> [Passage]
※

Roger has continued to "retch" throughout the day, and i was beginning to worry he wasnt eating very much, but managed to get him to eat some more by pouring a fair amount in front of him. Its becoming harder for his to pick some things out, bless him, he did try to medicate himself tonight and took his num vox on his own. The lesions on his toes are drying up but have spread up the entire length of the underside of three of his toes, he spends most of the time on one leg as his foot with 2 lesions is so painful. I make little cusions for his foot out of tissue. One good thing is that his spirits are still high, hes still going bless him. 



I hope everyones had a great christmas, 

sending all our love
Charlotte and Roger.


----------



## Feefo

Hi Charlotte,

Do you have any Critical Care formula or Poly Aid? They can be added to his drinking water for additional nutrition.

If you don't have any I will post some on Thursday to reach you by Friday.

Cynthia


----------



## WildlifeVetToBe

Im afraid i dont. I put some sugar in his water to give him some energy, hes still able to eat, its just with the lesion in his beak he cant judge whether hes picking anything up or not, so hes able to pick seeds up if theres a huge pile of seed, which im doing. He wasnt able to take his tablets this morning although he did try bless him. Ive emailed my friend to ask he to try and talk to him because this morning he really started shaking when i approached him, im just hoping he understands why i have to put tablets down his throat. 
I havnt seen him retch today, not yet anyway. 
He has flown twice this morning. 
Ive been putting Zovirax on the white dot on his beak and so far it doesnt appear to have grown. 

Ive just sat with him and he is still reaching up with his neck as though hes trying to swallow something. Hes had a drink and still trying to eat. After saying hes scared of me he just let me put some more zovorax on his beak without moving atall. He seems bright, just really uncomfortable.

※

> [Dataset extract]
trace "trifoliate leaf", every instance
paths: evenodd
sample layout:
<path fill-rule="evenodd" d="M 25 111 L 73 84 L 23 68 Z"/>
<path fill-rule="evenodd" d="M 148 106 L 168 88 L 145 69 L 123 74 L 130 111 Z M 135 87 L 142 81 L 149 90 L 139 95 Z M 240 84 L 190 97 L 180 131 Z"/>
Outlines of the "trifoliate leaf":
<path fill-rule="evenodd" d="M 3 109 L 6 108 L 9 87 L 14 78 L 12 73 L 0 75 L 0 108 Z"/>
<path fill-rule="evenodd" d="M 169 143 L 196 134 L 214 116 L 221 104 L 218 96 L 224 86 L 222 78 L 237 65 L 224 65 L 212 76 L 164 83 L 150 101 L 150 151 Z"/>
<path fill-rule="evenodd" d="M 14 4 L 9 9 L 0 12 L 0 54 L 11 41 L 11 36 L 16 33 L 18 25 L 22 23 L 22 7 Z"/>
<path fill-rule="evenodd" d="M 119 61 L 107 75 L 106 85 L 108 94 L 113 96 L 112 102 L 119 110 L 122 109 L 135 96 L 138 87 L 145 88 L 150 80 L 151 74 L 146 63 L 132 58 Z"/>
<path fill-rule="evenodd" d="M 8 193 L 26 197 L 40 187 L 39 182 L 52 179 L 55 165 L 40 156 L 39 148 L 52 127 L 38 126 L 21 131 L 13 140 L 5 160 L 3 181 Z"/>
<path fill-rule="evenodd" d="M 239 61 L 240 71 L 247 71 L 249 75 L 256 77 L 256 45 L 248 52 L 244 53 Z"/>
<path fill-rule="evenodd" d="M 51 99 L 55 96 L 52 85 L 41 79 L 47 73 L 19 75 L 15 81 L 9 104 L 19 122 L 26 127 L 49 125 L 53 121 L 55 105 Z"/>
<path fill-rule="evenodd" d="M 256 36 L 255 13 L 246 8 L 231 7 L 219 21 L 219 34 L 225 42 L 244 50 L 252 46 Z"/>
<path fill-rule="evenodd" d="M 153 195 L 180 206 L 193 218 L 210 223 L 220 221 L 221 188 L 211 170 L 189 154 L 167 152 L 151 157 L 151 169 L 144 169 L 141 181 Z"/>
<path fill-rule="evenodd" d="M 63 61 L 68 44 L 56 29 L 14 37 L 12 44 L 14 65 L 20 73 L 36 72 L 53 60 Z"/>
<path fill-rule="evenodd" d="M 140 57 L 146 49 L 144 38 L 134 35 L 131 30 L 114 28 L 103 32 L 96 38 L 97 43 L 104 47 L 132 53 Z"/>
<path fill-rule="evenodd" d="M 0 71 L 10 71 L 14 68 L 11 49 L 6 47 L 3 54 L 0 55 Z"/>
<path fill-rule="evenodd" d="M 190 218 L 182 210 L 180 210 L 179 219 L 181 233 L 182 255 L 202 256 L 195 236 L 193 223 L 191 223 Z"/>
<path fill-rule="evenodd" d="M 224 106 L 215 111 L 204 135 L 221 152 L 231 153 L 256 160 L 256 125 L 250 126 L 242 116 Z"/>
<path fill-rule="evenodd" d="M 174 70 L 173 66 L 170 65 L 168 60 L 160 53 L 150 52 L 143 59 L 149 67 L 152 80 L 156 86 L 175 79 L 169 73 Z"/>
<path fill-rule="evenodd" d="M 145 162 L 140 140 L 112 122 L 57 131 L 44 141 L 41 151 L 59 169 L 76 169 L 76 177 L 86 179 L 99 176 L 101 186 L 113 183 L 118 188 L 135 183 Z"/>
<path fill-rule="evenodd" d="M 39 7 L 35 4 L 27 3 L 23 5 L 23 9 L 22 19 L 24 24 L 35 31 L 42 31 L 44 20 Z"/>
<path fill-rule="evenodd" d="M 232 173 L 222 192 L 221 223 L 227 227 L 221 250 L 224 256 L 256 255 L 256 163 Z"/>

※

> [Task item] Repeat the forum thread about Roger's illness from "He has flown" up to and including "just really uncomfortable.".

> [Solution to the problem]
He has flown twice this morning. 
Ive been putting Zovirax on the white dot on his beak and so far it doesnt appear to have grown. 

Ive just sat with him and he is still reaching up with his neck as though hes trying to swallow something. Hes had a drink and still trying to eat. After saying hes scared of me he just let me put some more zovorax on his beak without moving atall. He seems bright, just really uncomfortable.